▸ EXERCISE REQUIREMENTS: Count the lines in the records that contain the string "platform", and reply with that number only.

——————

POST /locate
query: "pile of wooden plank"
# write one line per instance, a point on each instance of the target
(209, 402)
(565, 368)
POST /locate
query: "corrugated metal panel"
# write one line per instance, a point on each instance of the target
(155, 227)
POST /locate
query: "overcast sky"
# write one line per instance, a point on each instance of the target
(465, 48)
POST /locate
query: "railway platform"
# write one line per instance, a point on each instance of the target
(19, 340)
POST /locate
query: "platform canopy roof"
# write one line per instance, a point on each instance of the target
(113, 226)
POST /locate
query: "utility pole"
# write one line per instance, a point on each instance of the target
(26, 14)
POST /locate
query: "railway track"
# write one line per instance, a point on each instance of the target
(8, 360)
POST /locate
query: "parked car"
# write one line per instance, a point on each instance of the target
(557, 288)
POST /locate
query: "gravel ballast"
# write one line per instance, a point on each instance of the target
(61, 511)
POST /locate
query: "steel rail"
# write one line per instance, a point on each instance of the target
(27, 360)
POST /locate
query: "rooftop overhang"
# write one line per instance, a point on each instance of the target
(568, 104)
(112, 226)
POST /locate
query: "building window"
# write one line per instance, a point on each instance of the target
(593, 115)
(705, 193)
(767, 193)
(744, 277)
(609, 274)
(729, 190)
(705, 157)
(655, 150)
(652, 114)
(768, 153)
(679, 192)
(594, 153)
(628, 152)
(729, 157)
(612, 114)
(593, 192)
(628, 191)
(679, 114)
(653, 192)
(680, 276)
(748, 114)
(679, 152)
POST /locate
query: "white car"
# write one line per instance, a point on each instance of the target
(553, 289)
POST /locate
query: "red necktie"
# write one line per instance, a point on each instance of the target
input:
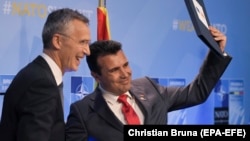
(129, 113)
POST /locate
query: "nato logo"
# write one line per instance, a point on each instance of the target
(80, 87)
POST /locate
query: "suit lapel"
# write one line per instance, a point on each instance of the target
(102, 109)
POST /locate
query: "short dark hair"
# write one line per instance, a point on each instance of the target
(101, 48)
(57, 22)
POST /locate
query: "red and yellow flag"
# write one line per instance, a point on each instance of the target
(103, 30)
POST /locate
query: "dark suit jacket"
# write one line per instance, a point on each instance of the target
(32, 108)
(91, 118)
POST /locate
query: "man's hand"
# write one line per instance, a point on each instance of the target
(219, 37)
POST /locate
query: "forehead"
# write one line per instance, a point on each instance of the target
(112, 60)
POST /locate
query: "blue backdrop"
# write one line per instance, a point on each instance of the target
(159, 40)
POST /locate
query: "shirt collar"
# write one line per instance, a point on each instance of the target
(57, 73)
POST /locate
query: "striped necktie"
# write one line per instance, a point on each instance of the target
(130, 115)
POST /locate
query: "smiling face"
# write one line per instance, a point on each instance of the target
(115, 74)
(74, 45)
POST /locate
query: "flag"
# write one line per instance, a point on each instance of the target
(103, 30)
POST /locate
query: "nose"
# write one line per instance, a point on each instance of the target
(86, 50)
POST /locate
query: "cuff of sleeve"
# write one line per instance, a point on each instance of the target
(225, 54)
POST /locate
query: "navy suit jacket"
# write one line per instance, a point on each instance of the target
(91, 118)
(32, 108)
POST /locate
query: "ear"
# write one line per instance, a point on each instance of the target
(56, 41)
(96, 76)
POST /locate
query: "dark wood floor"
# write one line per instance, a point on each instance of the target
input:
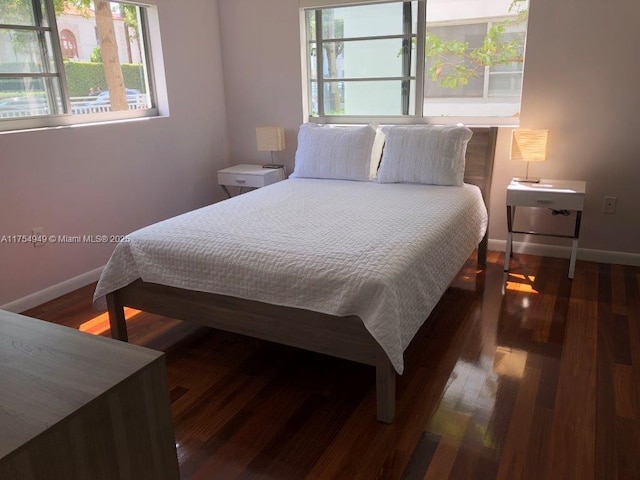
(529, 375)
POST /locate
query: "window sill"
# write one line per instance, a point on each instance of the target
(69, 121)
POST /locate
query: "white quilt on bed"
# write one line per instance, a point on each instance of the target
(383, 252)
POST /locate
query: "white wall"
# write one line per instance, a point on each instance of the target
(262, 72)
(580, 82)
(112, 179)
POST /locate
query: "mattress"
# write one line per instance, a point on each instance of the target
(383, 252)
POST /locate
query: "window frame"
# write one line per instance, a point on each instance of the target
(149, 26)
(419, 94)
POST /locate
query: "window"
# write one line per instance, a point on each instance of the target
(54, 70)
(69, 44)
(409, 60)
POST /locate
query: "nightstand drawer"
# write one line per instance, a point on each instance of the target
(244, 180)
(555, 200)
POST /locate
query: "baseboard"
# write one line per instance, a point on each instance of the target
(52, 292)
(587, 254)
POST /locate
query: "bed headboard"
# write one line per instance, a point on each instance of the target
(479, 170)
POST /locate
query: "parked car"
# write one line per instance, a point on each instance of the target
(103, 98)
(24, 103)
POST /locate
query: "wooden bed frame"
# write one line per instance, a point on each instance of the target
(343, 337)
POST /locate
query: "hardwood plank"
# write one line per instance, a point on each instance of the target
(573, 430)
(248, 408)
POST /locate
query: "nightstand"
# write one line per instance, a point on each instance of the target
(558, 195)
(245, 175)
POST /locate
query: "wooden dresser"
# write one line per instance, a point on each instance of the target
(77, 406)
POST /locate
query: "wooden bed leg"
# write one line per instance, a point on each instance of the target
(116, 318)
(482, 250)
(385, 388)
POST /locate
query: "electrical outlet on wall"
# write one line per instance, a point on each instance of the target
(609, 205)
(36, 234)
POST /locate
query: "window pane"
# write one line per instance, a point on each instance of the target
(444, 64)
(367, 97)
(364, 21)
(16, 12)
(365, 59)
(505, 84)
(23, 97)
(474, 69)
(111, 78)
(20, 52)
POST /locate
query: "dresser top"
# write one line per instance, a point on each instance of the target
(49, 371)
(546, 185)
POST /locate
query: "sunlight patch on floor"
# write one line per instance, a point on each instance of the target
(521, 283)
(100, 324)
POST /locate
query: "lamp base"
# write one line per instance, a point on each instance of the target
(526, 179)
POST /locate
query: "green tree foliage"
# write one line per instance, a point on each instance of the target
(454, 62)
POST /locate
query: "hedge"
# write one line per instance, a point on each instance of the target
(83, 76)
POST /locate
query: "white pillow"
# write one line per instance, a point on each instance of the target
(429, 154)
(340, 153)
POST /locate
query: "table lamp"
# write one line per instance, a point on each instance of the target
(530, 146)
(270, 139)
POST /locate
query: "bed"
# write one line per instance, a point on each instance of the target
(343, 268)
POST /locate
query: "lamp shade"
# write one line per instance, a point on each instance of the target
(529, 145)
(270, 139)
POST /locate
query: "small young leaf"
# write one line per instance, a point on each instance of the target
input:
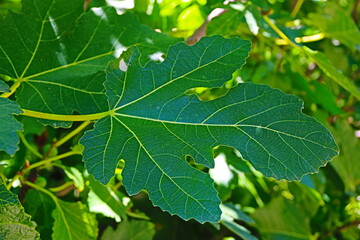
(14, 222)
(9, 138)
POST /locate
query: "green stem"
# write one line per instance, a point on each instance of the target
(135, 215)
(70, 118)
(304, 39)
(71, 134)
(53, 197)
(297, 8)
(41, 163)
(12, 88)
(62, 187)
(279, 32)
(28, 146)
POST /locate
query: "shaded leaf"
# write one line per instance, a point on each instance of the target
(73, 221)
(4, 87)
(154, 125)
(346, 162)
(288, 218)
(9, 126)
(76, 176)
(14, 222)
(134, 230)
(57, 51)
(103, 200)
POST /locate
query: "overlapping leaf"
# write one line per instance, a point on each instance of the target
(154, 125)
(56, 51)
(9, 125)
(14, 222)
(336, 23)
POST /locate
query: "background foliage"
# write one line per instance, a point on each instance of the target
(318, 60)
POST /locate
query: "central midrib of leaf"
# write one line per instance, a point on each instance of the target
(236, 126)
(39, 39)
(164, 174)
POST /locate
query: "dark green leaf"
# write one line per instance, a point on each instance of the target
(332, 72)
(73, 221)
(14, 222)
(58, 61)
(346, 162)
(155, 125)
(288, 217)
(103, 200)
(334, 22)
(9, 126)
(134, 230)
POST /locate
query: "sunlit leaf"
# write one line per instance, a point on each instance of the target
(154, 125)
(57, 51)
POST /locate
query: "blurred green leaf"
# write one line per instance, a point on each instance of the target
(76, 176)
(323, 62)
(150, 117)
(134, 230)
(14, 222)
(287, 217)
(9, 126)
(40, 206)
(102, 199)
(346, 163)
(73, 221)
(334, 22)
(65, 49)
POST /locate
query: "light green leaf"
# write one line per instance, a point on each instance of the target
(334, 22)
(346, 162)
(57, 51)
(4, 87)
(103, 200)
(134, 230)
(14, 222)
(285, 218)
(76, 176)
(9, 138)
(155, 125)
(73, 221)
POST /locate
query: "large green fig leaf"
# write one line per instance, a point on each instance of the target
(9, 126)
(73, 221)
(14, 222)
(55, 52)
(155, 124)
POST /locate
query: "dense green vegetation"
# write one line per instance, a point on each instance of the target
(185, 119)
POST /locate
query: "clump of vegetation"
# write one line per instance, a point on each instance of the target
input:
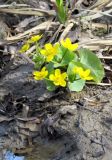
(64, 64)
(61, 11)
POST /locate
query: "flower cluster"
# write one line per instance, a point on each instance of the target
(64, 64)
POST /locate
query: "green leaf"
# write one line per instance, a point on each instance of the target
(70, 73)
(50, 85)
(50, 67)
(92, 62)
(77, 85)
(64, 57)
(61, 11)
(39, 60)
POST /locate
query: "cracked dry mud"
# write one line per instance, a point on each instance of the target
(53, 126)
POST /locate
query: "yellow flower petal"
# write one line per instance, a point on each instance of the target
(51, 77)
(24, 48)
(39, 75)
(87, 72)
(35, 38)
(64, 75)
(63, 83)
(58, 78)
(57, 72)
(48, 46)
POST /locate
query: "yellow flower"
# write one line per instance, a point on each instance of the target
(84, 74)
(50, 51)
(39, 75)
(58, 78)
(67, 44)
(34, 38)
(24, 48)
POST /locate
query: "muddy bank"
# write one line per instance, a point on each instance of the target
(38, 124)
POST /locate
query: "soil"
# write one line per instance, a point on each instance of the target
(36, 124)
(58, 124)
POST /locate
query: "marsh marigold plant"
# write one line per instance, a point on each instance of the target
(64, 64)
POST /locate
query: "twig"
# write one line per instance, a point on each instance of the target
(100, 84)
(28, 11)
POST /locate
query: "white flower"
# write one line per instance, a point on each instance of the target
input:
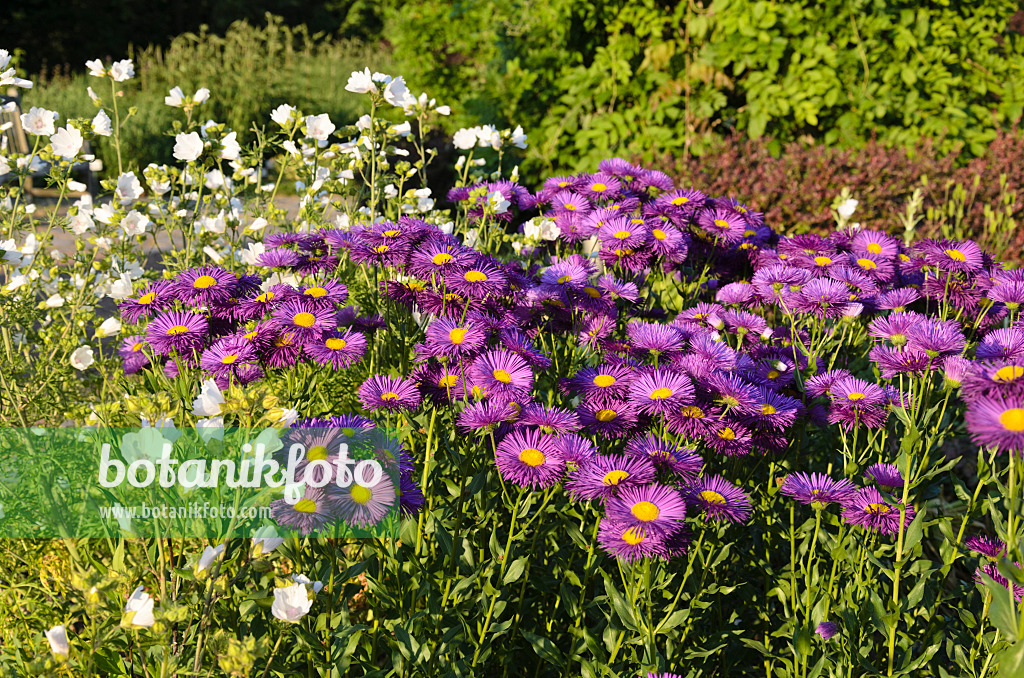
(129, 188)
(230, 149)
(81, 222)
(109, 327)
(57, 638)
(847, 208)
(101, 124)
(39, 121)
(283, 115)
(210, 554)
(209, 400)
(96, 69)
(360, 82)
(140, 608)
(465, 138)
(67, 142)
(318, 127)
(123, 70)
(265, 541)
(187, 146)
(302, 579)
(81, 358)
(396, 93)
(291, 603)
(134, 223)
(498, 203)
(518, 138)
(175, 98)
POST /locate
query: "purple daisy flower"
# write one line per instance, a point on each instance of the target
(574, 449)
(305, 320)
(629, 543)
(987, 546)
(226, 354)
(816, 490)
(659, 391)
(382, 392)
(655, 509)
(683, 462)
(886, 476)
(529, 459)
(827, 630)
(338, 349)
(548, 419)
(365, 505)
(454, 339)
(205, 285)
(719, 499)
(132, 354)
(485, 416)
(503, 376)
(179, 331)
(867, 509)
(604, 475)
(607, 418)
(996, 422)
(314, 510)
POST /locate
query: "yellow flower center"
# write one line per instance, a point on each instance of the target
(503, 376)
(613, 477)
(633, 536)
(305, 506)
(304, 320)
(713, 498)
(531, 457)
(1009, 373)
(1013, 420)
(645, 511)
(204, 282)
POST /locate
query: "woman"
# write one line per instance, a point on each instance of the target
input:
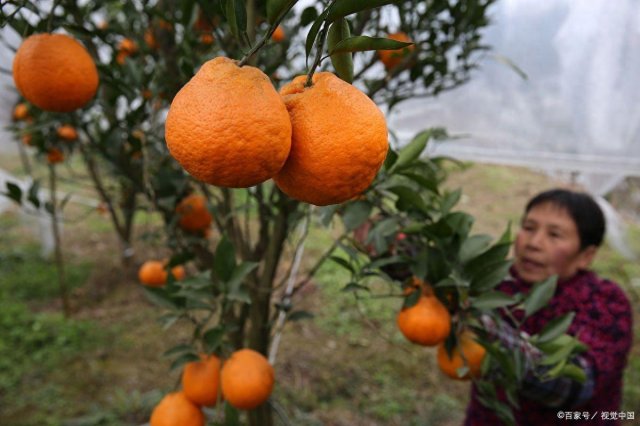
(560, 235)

——————

▸ SOLUTION TO THIS EXERCISE: 2